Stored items
— BEGIN —

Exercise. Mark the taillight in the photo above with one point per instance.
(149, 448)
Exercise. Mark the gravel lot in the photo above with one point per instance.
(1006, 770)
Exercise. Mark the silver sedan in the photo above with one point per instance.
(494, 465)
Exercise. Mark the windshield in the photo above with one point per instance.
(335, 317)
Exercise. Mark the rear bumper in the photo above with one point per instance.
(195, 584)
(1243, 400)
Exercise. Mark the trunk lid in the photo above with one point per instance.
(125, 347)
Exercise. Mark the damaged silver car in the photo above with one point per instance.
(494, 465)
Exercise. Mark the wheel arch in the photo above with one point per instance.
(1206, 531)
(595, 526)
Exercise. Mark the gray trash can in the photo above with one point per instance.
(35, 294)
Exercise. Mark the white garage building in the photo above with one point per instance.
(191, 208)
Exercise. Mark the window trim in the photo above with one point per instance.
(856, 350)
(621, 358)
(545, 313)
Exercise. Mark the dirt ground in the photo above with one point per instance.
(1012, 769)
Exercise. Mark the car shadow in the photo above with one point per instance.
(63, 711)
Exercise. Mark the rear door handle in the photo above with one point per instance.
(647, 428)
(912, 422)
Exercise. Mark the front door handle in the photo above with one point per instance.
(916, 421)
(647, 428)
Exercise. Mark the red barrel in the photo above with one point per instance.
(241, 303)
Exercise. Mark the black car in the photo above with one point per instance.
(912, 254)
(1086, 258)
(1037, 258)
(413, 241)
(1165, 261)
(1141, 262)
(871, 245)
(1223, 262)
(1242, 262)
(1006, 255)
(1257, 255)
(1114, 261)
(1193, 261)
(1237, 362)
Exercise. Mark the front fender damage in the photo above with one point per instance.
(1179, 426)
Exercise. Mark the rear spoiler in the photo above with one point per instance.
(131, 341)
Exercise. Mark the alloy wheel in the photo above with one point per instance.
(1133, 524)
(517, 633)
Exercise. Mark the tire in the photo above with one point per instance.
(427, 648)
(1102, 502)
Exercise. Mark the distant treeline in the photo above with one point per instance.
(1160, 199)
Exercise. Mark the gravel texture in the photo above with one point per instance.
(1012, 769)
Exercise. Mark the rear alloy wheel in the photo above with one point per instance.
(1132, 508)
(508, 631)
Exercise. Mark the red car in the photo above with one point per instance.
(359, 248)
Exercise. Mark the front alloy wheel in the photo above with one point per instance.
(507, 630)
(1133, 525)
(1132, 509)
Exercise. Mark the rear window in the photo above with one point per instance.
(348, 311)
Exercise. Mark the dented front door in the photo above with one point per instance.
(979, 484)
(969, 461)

— END —

* [Exercise brief]:
Convert the records, from the line containing "Exercise. Mark the rear door" through the last line, into a JSON list of strings with one string per line and blank lines omitted.

* [Answer for the task]:
[
  "Exercise. Mark the rear door handle in the photo above with one point per instance.",
  "(647, 428)",
  "(912, 422)",
  "Exercise. Mark the front door handle in the photo above with one point per instance.",
  "(916, 421)",
  "(647, 428)",
  "Exercise. Mark the red barrel in the photo above with one point per instance.",
  "(241, 303)",
  "Exercise. Mark the black car in the photo above with one point per instance.",
  "(912, 254)",
  "(1086, 258)",
  "(1037, 258)",
  "(413, 241)",
  "(1165, 261)",
  "(1141, 262)",
  "(871, 245)",
  "(1223, 262)",
  "(1242, 262)",
  "(1006, 255)",
  "(1257, 255)",
  "(1114, 261)",
  "(1193, 261)",
  "(1237, 362)",
  "Exercise. Mark the front fender damage in the photo above with one point per instance.",
  "(1179, 426)",
  "Exercise. Mark the rear spoiler in the photo above with one point per instance.",
  "(131, 341)",
  "Exercise. Mark the alloy wheel in the photo above with one point per instance.",
  "(1133, 524)",
  "(517, 633)",
  "Exercise. Mark the tire in the photo above with one point per instance.",
  "(427, 648)",
  "(1102, 502)",
  "Exercise. Mark the distant treeline in the photo above with one point per instance.",
  "(1160, 199)",
  "Exercise. Mark the gravel texture in the photo above with one point per instance.",
  "(1012, 769)",
  "Exercise. Mark the rear alloy wheel in the photo above with one point per instance.",
  "(1132, 508)",
  "(508, 631)",
  "Exercise. Mark the red car in the photo above with one point per instance.",
  "(359, 248)",
  "Exercise. Mark the front alloy wheel in the photo above with one point per instance.",
  "(507, 630)",
  "(1133, 525)",
  "(1132, 509)",
  "Exercise. Mark the rear window in the photo above with one point per instance.",
  "(348, 311)",
  "Exercise. Mark the dented front door in the photo above with one point per instance.",
  "(979, 484)",
  "(969, 461)"
]